[Provided data Boundary: Start]

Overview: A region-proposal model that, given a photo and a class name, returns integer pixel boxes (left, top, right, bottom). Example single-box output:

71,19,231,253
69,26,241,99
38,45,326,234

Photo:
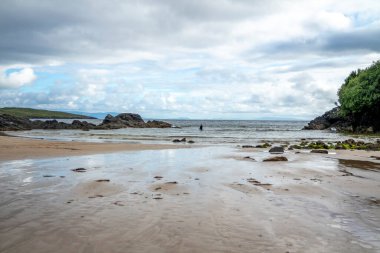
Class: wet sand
0,144,380,252
0,136,190,161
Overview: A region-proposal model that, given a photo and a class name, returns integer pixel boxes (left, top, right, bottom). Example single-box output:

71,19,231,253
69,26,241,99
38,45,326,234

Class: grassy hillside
0,107,95,119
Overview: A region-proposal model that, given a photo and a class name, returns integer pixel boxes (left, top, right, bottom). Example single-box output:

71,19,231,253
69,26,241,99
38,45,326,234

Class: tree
338,61,380,131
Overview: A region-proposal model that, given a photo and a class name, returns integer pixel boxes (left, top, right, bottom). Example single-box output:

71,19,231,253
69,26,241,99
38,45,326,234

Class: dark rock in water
0,114,32,130
269,146,284,154
95,179,110,182
100,113,145,128
145,120,172,128
303,107,352,131
1,112,172,131
263,156,288,162
72,168,87,172
72,120,96,130
99,113,171,129
172,138,187,143
188,140,195,144
310,150,329,154
165,181,178,184
242,145,254,148
243,156,256,161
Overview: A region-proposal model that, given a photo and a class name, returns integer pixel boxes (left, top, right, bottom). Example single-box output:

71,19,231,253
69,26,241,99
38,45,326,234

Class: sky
1,0,380,120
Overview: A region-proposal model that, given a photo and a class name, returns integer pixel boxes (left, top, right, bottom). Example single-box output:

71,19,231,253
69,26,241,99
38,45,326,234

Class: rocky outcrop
145,120,172,128
0,112,172,131
99,114,171,129
303,107,352,131
30,119,97,130
100,113,146,129
0,114,32,130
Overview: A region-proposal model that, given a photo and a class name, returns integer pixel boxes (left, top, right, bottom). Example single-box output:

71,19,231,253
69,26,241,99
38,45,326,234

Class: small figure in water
199,124,203,131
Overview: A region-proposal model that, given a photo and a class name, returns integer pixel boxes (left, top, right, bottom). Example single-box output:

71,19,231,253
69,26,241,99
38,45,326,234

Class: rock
310,150,328,154
100,113,172,129
72,168,87,172
269,146,284,154
243,156,256,161
172,138,186,143
188,140,195,144
263,156,288,162
100,113,145,128
0,112,170,131
303,107,352,131
0,114,32,131
95,179,110,182
242,145,254,148
165,181,177,184
145,120,172,128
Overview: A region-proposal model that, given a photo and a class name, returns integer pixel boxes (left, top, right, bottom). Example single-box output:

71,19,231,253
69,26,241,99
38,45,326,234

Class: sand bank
0,135,191,161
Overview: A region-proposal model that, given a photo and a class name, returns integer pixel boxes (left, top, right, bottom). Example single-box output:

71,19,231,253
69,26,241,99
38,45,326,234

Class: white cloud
0,0,380,119
0,67,36,88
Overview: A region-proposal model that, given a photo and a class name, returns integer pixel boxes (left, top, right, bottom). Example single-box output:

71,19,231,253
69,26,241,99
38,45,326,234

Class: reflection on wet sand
0,147,380,253
339,159,380,172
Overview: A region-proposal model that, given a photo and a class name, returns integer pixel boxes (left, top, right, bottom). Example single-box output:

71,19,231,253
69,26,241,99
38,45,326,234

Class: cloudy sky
1,0,380,119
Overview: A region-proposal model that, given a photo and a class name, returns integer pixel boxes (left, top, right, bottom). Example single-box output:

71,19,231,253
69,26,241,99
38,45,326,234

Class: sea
6,119,375,145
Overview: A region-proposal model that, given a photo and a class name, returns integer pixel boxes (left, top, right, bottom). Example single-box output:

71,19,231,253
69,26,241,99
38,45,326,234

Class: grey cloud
257,27,380,63
0,0,278,65
322,27,380,52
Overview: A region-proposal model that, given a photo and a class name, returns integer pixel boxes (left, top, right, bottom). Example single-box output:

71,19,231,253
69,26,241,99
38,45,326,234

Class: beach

[Provided data Boundary: End]

_Exercise requirements:_ Repeat the data above exactly, leaving out any pictures it holds.

_Your response:_
Overview: A region-proposal model that, given a photo and a class name, returns integer pixel boxes (left, top, right, bottom). Example single-box output:

71,19,231,253
69,26,241,99
38,45,326,234

Photo:
Class: wet sand
0,144,380,252
0,136,190,161
Overview: A region-proposal model that, given a photo and a class name, returns integer pixel boxes (left, top, right, bottom). Example single-box output:

71,19,231,253
69,26,241,99
38,45,326,234

Class: grassy hillside
0,107,95,119
Overview: A region-proposal model that, given a photo and a class name, returns integer pixel boxes (left, top, right, bottom). Example single-box output:

71,19,231,253
69,26,241,99
38,45,326,234

Class: tree
338,61,380,131
Overview: A region-proposal model that, given a photo and a class name, returns integer pixel boxes (left, top, right, bottom). Example single-box output:

71,19,231,253
69,26,241,99
38,45,326,234

Class: dark rock in water
0,114,32,130
269,146,284,154
95,179,110,182
100,113,145,128
145,120,172,128
303,107,352,131
1,112,172,131
263,156,288,162
72,168,87,172
72,120,96,130
99,113,171,129
172,138,187,143
188,140,195,144
310,150,329,154
165,181,178,184
242,145,254,148
243,156,256,161
Overview: A region-proposal model that, given a photo and a class name, returns integer pixel boxes (left, top, right, bottom). Example single-box output:

71,19,231,253
69,26,241,99
38,45,326,234

Class: sky
1,0,380,120
Overview: A region-proposal model that, given a photo and a class name, returns integer pixel boxes (left, top, right, bottom). Example single-box output:

71,19,231,253
69,26,241,99
38,45,326,234

Class: rocky outcrop
145,120,172,128
0,112,172,131
99,114,171,129
303,107,352,131
30,119,97,130
100,113,146,129
0,114,32,130
Overview: A region-proposal model that, given a photo and a class name, returns integer pixel boxes (left, top, right, bottom). Example single-box output:

71,19,231,253
69,26,241,99
38,45,326,234

Class: small figure in water
199,124,203,131
Overview: A region-proposal model that, given a photo and a class name, returns integer pixel boxes (left, top, right, bottom). Example single-box output:

71,19,231,253
69,26,241,99
38,45,326,234

Class: rock
310,150,328,154
100,113,172,129
72,168,87,172
269,146,284,154
243,156,256,161
172,138,186,143
188,140,195,144
263,156,288,162
100,113,145,128
0,112,170,131
303,107,352,131
0,114,32,131
95,179,110,182
242,145,254,148
165,181,177,184
145,120,172,128
Overview: A region-proposal model that, given a photo and a class name, returns integer pixel boxes (left, top, right, bottom). Example single-box output:

71,19,231,253
69,26,241,99
38,45,326,234

Class: sand bank
0,135,191,161
Overview: A region-proposal model that, given a photo and a class name, returns integer pixel boxes (left, top, right, bottom). Example single-box output:

71,19,231,253
69,26,241,99
38,45,326,234

Class: white cloud
0,0,380,119
0,67,36,88
Overview: A region-proposal model that, given a photo and a class name, returns integer pixel boxes (left, top, right, bottom). Example single-box output:

71,19,231,253
69,26,241,99
38,45,326,234

Class: reflection on wet sand
0,147,380,253
339,159,380,172
Overview: A region-proposal model that, given a photo and a class name, returns integer pixel boxes (left, top, right, bottom). Example single-box output:

71,19,231,253
69,26,241,99
38,45,326,234

Class: cloudy sky
1,0,380,119
Overview: A region-proposal model that, given a photo and a class name, returns integer pixel boxes (left, top, right, bottom). Example single-box output:

71,19,231,253
69,26,241,99
38,45,326,234

Class: sea
6,119,375,145
Overview: A region-proposal model that, given a photo and a class name, returns integer pixel boxes (left, top, right, bottom). Example single-box output:

71,19,231,253
69,26,241,99
38,45,326,234

Class: grey cloud
257,27,380,63
0,0,278,65
322,27,380,52
Overview: A region-proposal model that, given a photo and a class name, returns integer pixel boxes (left, top, right, bottom). Example single-box output:

71,19,231,253
69,26,241,99
38,45,326,234

Class: beach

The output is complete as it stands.